# DATA SHOWN
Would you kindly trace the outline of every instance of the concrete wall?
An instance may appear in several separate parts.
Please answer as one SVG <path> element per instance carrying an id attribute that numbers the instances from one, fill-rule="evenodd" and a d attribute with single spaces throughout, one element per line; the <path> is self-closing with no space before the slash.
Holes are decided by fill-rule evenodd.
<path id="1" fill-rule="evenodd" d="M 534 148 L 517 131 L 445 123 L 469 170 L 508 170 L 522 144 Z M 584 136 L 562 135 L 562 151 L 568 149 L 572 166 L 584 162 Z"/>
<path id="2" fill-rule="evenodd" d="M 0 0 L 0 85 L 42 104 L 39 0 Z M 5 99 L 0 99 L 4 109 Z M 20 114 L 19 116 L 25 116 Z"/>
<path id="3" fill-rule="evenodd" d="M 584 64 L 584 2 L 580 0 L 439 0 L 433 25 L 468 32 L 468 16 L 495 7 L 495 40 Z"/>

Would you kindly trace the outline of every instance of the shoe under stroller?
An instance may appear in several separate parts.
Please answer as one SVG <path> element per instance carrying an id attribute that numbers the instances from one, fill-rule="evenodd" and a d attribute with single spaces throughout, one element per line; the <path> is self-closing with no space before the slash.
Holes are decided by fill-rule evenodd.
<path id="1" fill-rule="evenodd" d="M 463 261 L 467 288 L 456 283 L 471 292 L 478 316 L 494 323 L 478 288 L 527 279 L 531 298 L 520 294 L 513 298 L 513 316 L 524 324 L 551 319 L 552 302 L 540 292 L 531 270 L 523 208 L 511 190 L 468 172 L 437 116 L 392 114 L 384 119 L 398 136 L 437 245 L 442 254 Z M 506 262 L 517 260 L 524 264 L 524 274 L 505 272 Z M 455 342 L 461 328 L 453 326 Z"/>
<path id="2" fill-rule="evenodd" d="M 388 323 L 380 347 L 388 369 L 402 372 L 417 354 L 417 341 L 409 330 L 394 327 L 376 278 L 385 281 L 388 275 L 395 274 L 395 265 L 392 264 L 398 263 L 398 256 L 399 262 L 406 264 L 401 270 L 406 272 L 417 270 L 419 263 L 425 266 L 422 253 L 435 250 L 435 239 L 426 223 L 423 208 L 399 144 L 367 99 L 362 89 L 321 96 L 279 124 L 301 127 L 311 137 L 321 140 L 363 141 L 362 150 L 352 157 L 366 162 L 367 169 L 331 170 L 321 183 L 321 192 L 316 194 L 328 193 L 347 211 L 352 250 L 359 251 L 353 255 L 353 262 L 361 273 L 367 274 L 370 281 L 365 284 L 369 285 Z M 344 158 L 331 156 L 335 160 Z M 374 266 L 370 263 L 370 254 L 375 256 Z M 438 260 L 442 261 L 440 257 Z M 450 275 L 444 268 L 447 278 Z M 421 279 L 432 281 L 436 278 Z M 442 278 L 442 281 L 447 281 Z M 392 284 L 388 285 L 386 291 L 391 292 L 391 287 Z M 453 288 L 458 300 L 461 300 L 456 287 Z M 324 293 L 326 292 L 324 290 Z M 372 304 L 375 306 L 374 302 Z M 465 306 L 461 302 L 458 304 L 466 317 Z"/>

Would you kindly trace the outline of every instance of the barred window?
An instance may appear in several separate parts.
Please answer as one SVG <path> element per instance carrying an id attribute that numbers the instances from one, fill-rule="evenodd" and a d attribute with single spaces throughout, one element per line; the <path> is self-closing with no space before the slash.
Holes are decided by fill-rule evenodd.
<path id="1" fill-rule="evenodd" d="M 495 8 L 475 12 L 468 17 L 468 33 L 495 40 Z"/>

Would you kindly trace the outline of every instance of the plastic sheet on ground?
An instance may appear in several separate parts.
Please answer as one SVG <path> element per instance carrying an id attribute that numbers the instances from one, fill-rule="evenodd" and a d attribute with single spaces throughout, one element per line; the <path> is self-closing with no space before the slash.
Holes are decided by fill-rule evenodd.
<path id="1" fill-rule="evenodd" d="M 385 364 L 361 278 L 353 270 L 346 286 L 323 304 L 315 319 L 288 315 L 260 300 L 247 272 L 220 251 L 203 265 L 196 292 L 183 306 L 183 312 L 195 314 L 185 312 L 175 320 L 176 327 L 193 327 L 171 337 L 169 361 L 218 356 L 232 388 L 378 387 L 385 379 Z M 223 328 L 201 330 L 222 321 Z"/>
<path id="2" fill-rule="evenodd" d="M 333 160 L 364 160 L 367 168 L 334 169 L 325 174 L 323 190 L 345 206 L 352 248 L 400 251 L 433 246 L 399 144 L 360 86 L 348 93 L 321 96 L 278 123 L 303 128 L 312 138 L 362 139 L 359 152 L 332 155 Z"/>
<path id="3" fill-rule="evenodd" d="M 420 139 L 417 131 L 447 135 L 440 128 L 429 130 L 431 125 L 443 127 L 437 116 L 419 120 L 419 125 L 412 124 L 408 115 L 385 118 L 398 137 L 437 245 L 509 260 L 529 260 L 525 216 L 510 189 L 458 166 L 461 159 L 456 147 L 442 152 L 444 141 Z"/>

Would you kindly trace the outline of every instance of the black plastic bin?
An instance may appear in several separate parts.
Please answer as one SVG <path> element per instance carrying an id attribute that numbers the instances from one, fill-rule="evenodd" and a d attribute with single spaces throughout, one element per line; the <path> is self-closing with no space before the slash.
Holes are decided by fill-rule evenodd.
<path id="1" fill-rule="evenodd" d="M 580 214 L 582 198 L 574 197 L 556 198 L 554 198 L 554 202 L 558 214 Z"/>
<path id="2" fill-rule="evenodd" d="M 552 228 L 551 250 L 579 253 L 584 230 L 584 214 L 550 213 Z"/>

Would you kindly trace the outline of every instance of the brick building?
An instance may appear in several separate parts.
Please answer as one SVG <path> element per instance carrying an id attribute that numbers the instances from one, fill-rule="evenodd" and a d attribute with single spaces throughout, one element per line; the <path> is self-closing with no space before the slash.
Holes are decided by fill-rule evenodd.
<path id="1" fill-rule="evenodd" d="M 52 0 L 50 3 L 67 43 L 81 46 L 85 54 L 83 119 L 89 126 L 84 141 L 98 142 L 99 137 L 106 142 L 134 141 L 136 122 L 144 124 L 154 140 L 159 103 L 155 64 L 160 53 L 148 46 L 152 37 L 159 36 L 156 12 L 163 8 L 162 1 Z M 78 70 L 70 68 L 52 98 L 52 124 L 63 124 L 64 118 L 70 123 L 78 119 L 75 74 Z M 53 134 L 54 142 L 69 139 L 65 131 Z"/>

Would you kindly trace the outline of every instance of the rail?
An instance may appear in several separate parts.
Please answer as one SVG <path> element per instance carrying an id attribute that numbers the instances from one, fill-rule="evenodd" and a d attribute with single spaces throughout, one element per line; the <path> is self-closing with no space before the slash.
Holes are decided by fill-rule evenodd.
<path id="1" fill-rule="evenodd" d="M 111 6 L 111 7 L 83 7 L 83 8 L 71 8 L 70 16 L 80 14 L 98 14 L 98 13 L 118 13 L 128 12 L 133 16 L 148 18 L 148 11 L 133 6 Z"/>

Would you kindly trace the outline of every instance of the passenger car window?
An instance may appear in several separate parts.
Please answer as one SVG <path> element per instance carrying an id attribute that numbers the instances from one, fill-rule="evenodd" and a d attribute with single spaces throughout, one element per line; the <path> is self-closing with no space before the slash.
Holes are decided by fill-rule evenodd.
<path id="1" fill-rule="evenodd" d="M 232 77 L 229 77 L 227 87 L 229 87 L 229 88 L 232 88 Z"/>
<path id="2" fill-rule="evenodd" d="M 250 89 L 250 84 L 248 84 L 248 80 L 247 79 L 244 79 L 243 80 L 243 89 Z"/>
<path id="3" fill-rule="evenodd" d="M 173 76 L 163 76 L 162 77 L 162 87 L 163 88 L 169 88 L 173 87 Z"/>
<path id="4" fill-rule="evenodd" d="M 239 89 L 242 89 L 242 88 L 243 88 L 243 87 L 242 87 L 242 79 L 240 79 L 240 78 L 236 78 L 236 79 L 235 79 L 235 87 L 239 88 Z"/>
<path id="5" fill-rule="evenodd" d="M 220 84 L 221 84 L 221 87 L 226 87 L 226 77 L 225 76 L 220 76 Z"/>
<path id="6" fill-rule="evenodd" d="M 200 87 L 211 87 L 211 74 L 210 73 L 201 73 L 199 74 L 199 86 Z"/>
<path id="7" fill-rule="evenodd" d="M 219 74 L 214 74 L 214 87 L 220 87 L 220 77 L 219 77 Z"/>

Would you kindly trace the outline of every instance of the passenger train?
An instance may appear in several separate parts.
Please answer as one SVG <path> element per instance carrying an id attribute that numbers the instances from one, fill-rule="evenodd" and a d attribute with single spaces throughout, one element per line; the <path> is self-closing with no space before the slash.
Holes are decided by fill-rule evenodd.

# TASK TO CARRY OUT
Please render the lines of the records above as a JSON list of strings, one string per line and blank lines omitted, starting with the line that contains "shoe under stroller?" and going on through the line that contains "463 261 L 467".

# RESPONSE FOR THIS EXERCISE
[
  "Would you kindly trace the outline of every instance of the shoe under stroller?",
  "An instance may appear in several separate parts.",
  "Please answer as one SVG <path> element per instance carrying an id attribute that numbers the instances from one, fill-rule=\"evenodd\" and a d attribute with single spaces throughout, one element per line; the <path> is self-closing with no space before the slash.",
  "Holes are decided by fill-rule evenodd.",
  "<path id=\"1\" fill-rule=\"evenodd\" d=\"M 463 261 L 467 288 L 456 283 L 471 292 L 478 316 L 494 323 L 478 288 L 527 279 L 531 298 L 520 294 L 513 298 L 513 316 L 524 324 L 551 319 L 552 302 L 540 292 L 531 270 L 523 208 L 511 190 L 468 172 L 437 116 L 392 114 L 384 119 L 398 136 L 437 245 L 442 254 Z M 506 262 L 517 260 L 524 264 L 524 274 L 505 272 Z M 455 342 L 461 328 L 453 326 Z\"/>"
]